Return, word for word, the part of the blog post on female bodybuilding and femininity that opens with the words containing "Tuesday, April 1, 2014" and closes with "are adaptable self-preservers.".

SUPPLIED PASSAGE Block Start

Tuesday, April 1, 2014

Abject or Object?! Can a Female Bodybuilder be Feminine?

I came across this excerpt from a journal article published in 1991: From Abject to Object: Women's Bodybuilding By: Marcia Ian.  Read it and see if you agree, in the context of today's woman.  I wholeheartedly disagree with the sentiment that women's bodybuilding marginalizes women's femininity.  I'm not an object, and it does not seem abject, or vulgar, as described below.

When I'm lifting heavy with my straps or belt, building muscles, competing for "bragging rights" about my muscles, I feel just as feminine as when I'm at an afternoon tea in a frilly dress with girlfriends from church.  I feel different in each setting, but that's part of the majesty of the female brain: we are adaptable self-preservers. 

When we are emotionally healthy, we feel comfortable expressing ourselves, regardless of the perception of others (unless it is a harmful form of self-expression).  We embrace our femininity to suit our surroundings without compromising who we are -- we aren't pandering, just enjoying different settings in different ways, according to our "style" and bent.


Why can't big biceps, traps and shoulders (as well as shapely glutes, quads and hamstrings) appeal to a woman's sense of self-worth and beauty without detracting from her femininity?  In 2014, most women I've interacted with in any context comment, "I'd kill for your arms (or glutes)".  Maybe I'm less bulky than some female bodybuilders, so I appear more fit than huge, but I'm still a bodybuilder.   AND I love wearing sparkles, heels and makeup when I'm in a muscle contest, the now-required uniform for women's bodybuilding competitors.

Popular Culture: From Abject to Object: Women's Bodybuilding
From: Postmodern Culture
Volume 1, Number 3, May 1991
| 10.1353/pmc.1991.0014
In lieu of an abstract, here is a brief excerpt of the content:

Do muscles have gender, or are they, on the contrary, ungendered human meat? Other than the few muscles associated with their sexual organs, men and women have the same muscles. Does this make muscles neuter, or perhaps neutral? Is there some "difference" between the biceps of a male and those of a female other than, possibly, that of size? If a woman's biceps, or quadriceps, are bigger than a man's, are hers more masculine than his? In the eyes of most beholders, the more muscle a woman has, the more "masculine" she is. The same, of course, is true for men: the more muscle a man has, the more masculine he is too. Bodybuilding in a sense is a sport dedicated to wiping out "femininity," insofar as femininity has for centuries connoted softness, passivity, non-aggressivity, and physical weakness. Eradicating femininity just may be the purpose of both male and female bodybuilders. Even so, for men to wage war on femininity, whether their own or somebody else's, is nothing new. For women, however, it is. Insofar as women have for centuries obliged cultural expectations by em-bodying femininity as immanent, bodybuilding affords women the opportunity to embody instead a refusal of this embodiment, to cease somewhat to represent man's complementary (and complimentary) other.

SUPPLIED PASSAGE Block End
RECORD EXCERPTS Block Start

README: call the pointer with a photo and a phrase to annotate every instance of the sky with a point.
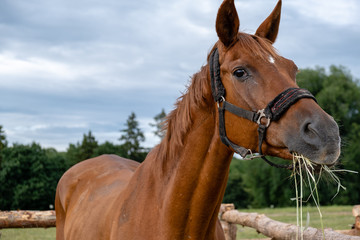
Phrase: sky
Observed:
(70, 66)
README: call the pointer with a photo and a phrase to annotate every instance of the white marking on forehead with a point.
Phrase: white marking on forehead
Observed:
(271, 59)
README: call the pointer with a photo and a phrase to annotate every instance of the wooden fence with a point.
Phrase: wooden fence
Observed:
(280, 231)
(229, 219)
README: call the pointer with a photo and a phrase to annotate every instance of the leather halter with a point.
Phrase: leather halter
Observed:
(272, 112)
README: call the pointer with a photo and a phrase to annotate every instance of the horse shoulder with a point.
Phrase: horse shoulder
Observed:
(98, 175)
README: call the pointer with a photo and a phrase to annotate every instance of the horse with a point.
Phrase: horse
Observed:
(231, 103)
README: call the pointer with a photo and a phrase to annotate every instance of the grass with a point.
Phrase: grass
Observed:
(335, 217)
(28, 234)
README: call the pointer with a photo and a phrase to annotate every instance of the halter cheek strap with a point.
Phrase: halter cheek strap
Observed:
(272, 112)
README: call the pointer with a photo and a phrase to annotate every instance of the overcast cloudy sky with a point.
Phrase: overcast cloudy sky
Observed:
(69, 66)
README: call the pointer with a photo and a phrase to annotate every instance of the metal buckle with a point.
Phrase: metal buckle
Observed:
(262, 115)
(220, 101)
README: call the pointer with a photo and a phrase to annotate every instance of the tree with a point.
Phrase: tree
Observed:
(80, 152)
(109, 148)
(88, 146)
(28, 177)
(3, 143)
(159, 124)
(132, 137)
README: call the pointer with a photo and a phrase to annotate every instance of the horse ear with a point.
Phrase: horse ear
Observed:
(270, 27)
(227, 23)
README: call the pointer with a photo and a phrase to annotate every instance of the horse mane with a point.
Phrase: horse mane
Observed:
(197, 95)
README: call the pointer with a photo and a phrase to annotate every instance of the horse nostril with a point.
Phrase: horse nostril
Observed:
(310, 133)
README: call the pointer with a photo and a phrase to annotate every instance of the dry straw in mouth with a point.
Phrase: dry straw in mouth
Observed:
(304, 169)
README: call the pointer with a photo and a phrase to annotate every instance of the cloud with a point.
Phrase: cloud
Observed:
(67, 67)
(334, 12)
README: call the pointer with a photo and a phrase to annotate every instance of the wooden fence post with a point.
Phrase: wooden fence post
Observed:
(229, 228)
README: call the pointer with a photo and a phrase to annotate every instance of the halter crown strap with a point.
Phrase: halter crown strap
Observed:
(272, 112)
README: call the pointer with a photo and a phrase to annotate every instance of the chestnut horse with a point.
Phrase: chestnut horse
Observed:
(177, 191)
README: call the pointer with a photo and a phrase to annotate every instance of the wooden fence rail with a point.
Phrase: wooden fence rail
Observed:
(27, 219)
(274, 229)
(229, 218)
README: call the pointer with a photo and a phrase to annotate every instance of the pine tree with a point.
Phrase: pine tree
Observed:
(132, 137)
(159, 124)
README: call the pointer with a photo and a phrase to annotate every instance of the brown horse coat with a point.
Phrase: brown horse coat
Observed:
(177, 191)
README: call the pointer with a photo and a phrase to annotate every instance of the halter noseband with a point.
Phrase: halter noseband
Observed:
(272, 112)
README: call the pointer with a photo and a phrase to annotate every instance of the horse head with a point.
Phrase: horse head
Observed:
(253, 75)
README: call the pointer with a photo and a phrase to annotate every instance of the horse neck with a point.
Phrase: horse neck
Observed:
(195, 173)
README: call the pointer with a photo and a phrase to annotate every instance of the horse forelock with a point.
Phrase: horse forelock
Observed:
(198, 94)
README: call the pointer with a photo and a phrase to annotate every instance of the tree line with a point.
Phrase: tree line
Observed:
(29, 173)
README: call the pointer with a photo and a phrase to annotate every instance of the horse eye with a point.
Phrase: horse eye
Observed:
(240, 74)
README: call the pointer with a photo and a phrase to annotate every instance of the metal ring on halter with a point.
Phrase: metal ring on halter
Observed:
(222, 99)
(262, 115)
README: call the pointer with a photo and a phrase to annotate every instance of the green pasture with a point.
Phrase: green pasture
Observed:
(335, 217)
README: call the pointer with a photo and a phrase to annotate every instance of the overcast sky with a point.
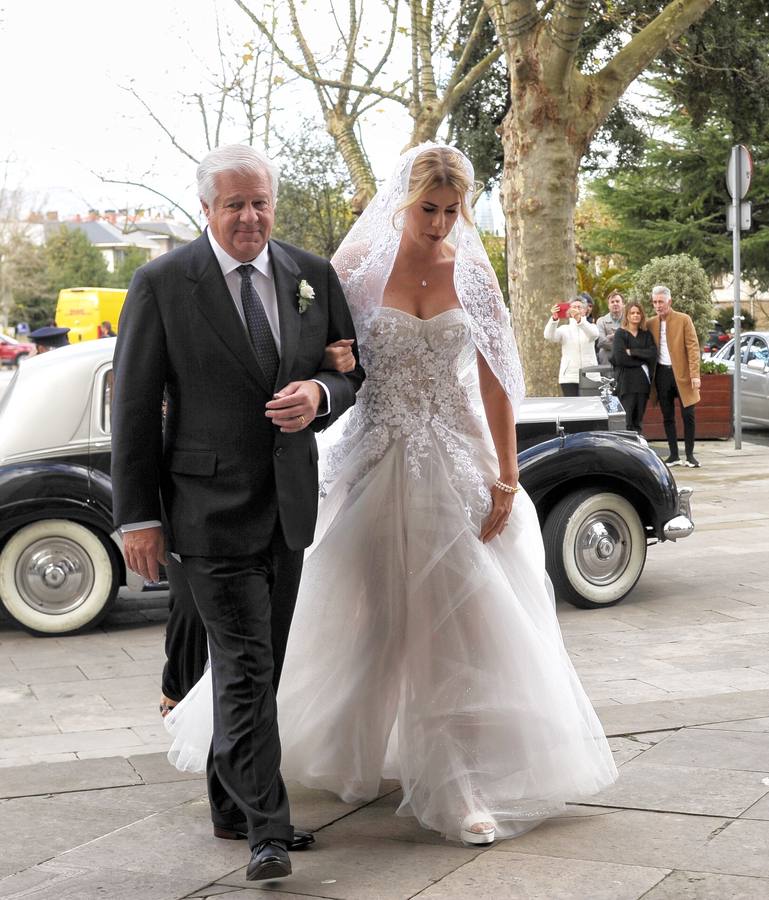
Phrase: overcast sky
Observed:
(66, 115)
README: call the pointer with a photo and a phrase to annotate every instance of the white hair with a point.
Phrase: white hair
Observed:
(234, 158)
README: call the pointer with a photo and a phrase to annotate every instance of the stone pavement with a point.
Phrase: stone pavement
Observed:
(679, 672)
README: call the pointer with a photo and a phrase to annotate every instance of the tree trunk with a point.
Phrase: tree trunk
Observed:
(539, 194)
(342, 130)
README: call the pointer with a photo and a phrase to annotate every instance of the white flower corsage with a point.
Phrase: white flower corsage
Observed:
(306, 295)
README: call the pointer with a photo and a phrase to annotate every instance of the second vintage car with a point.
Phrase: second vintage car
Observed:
(601, 493)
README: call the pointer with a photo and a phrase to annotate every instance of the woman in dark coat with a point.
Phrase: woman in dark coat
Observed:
(634, 356)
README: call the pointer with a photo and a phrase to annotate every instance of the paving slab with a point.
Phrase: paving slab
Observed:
(45, 778)
(712, 748)
(678, 670)
(666, 714)
(704, 886)
(365, 869)
(759, 810)
(154, 768)
(53, 881)
(684, 789)
(760, 724)
(511, 876)
(35, 829)
(742, 848)
(628, 836)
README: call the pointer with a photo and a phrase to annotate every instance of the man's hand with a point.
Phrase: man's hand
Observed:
(144, 549)
(339, 356)
(295, 406)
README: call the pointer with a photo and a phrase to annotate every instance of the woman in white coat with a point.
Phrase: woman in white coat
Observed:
(577, 339)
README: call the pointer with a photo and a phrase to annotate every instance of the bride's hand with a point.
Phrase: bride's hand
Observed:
(339, 356)
(496, 521)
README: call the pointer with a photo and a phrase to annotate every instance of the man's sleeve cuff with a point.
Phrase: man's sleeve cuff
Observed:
(135, 526)
(321, 410)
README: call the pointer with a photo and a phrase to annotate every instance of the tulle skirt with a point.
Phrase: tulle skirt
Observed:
(421, 654)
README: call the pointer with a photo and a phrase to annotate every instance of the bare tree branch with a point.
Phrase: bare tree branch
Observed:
(146, 187)
(565, 28)
(469, 49)
(161, 125)
(471, 78)
(314, 76)
(512, 18)
(635, 56)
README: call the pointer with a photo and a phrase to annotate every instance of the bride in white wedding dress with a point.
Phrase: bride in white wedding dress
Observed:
(425, 645)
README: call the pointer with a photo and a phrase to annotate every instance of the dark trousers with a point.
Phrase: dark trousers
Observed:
(246, 604)
(635, 407)
(186, 643)
(667, 393)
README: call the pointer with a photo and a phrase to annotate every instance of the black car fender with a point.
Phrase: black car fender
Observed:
(39, 490)
(619, 462)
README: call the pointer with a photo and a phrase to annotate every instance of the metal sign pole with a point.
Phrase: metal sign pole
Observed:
(737, 382)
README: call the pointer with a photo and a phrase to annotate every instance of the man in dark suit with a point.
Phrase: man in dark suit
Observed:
(231, 329)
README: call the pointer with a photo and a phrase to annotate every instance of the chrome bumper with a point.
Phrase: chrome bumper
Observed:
(681, 525)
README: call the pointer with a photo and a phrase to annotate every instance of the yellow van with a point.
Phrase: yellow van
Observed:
(82, 310)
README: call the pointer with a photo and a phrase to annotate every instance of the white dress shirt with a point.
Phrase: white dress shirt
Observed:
(264, 284)
(663, 353)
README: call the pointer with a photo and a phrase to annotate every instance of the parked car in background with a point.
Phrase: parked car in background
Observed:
(82, 310)
(716, 339)
(12, 351)
(754, 375)
(602, 495)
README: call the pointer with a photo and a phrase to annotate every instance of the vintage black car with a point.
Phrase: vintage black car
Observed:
(601, 493)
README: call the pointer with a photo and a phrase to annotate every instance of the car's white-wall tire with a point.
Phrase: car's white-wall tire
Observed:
(57, 576)
(579, 530)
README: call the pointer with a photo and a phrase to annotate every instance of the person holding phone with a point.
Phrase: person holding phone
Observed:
(634, 356)
(577, 338)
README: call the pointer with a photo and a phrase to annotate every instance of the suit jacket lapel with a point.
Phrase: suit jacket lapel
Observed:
(286, 274)
(214, 301)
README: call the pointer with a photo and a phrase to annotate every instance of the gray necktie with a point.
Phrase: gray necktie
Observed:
(258, 326)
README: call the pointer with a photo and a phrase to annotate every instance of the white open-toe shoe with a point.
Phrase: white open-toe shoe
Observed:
(478, 828)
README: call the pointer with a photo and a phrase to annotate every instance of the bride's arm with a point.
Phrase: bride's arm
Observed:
(499, 415)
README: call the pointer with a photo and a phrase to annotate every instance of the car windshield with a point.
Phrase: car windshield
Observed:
(7, 394)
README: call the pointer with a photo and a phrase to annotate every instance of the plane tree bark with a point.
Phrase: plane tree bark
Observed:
(556, 109)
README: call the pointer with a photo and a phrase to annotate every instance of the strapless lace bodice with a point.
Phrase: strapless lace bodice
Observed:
(413, 395)
(412, 368)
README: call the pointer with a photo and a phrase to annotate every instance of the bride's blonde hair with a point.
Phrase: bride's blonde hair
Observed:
(436, 168)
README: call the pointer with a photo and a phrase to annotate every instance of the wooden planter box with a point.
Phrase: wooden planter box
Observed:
(714, 416)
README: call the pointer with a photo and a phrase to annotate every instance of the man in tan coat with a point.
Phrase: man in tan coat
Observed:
(678, 372)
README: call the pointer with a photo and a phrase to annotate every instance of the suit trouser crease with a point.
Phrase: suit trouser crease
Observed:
(667, 394)
(238, 599)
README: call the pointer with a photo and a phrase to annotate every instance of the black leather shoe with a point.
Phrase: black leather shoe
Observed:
(269, 860)
(238, 832)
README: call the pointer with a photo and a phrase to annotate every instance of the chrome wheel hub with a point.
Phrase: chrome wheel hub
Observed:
(603, 547)
(54, 575)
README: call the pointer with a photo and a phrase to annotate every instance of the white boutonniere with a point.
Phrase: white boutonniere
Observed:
(305, 295)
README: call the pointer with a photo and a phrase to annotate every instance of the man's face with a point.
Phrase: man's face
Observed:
(242, 214)
(661, 305)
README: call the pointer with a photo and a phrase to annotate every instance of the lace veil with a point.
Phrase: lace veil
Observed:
(365, 259)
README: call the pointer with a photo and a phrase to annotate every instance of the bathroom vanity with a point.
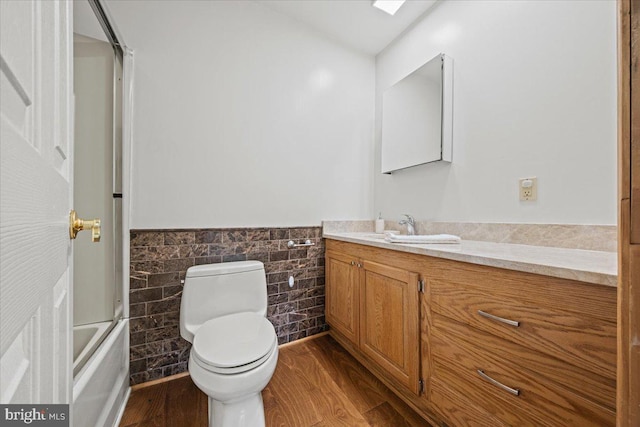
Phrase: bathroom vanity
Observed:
(480, 333)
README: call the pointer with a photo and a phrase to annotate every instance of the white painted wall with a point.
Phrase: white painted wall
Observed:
(243, 117)
(534, 95)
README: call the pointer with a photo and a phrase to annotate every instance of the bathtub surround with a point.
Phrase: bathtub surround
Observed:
(160, 258)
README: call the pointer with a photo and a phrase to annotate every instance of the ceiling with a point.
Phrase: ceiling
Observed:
(354, 23)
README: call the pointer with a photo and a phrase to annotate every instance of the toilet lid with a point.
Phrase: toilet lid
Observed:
(236, 342)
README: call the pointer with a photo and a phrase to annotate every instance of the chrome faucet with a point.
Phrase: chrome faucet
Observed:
(410, 223)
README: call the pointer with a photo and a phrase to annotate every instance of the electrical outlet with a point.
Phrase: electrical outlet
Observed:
(528, 189)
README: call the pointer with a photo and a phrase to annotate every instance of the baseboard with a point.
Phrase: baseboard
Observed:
(302, 340)
(123, 406)
(159, 381)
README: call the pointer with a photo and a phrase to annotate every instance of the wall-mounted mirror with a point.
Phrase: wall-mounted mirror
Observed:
(417, 117)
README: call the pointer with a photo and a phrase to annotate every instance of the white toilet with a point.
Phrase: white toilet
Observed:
(235, 348)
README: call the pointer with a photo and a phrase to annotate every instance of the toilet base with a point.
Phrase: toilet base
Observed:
(245, 412)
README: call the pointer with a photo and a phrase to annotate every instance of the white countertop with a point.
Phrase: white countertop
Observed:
(576, 264)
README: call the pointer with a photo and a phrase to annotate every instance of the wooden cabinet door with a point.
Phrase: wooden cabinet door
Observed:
(389, 321)
(342, 294)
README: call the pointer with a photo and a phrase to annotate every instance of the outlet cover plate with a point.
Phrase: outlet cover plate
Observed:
(528, 194)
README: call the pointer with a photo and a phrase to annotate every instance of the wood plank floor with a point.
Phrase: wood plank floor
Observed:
(317, 383)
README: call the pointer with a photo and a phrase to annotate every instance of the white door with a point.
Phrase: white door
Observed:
(36, 160)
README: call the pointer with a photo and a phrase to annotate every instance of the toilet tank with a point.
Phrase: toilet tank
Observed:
(215, 290)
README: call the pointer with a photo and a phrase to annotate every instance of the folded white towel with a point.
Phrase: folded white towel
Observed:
(431, 238)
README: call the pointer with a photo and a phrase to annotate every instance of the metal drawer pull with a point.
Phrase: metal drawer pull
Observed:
(499, 319)
(513, 391)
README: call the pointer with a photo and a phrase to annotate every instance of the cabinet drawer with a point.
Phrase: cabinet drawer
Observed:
(457, 409)
(459, 354)
(557, 320)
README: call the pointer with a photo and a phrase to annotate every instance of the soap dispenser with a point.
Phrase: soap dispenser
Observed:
(380, 223)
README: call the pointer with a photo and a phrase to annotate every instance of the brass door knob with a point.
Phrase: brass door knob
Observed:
(76, 224)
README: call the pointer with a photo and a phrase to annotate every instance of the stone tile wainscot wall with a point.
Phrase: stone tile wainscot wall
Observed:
(159, 261)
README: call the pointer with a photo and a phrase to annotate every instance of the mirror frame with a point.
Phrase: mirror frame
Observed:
(446, 117)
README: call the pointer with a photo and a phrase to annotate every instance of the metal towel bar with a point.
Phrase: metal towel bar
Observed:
(291, 244)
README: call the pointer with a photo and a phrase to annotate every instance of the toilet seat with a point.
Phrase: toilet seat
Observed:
(234, 343)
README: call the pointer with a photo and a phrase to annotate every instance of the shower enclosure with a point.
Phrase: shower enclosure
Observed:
(100, 328)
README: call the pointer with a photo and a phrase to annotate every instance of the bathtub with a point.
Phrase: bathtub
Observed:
(85, 340)
(101, 387)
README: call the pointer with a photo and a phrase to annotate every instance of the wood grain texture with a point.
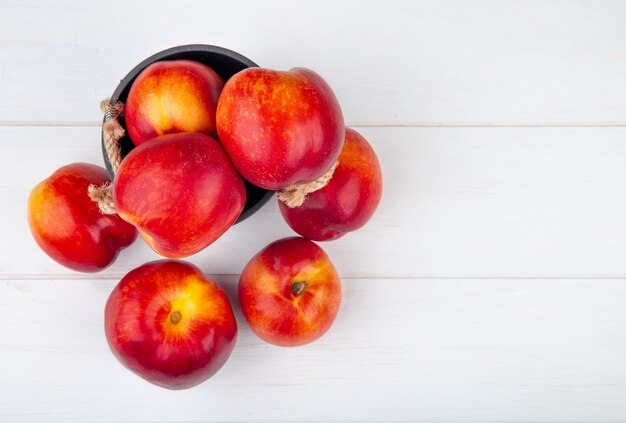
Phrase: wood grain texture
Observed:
(422, 350)
(392, 61)
(457, 202)
(489, 286)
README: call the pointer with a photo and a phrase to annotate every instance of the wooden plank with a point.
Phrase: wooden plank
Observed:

RECORD EXCERPTS Block End

# [REPLY]
Tuesday, April 1, 2014

Abject or Object?! Can a Female Bodybuilder be Feminine?

I came across this excerpt from a journal article published in 1991: From Abject to Object: Women's Bodybuilding By: Marcia Ian.  Read it and see if you agree, in the context of today's woman.  I wholeheartedly disagree with the sentiment that women's bodybuilding marginalizes women's femininity.  I'm not an object, and it does not seem abject, or vulgar, as described below.

When I'm lifting heavy with my straps or belt, building muscles, competing for "bragging rights" about my muscles, I feel just as feminine as when I'm at an afternoon tea in a frilly dress with girlfriends from church.  I feel different in each setting, but that's part of the majesty of the female brain: we are adaptable self-preservers.